[Records excerpted from a collection]
- - -

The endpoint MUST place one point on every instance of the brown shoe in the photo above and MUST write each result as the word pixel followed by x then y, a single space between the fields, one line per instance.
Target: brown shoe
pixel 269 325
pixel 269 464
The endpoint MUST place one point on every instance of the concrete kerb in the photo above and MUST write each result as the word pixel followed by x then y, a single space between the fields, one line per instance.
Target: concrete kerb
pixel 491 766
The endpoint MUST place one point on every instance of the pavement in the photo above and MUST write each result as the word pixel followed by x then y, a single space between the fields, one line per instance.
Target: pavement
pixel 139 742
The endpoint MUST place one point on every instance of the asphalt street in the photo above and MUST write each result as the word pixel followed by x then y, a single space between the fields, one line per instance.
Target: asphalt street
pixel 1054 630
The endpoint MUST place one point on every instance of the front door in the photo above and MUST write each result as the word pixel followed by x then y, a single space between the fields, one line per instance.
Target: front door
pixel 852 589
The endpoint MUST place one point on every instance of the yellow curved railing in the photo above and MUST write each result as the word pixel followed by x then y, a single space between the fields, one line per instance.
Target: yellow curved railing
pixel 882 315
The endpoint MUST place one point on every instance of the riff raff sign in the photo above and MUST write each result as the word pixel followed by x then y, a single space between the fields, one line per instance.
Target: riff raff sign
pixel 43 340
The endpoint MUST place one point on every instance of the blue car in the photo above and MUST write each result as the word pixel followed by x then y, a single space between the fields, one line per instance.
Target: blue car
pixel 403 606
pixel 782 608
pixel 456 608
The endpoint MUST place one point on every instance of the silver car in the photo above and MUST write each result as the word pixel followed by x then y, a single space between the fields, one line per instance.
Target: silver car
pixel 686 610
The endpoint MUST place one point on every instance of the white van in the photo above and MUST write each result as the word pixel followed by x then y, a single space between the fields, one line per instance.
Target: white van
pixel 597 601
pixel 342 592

- - -

▶ _PROBLEM REQUIREMENTS_: Can you copy the data word for word, beginning with the line that contains "of the asphalt" and continuing through the line that contains "pixel 852 589", both of those lines included?

▶ _TASK RESULT_:
The endpoint MUST place one point on every instance of the asphalt street in the photo above and MUST write each result as the word pixel followed by x then y, a single space between the fields, one line per instance.
Target: asphalt street
pixel 1054 630
The endpoint MUST place one point on every instance of the front door in the photo above and MUST write each result as the word pixel followed by x then y, a single space between the fields, one line per instance.
Target: front door
pixel 852 589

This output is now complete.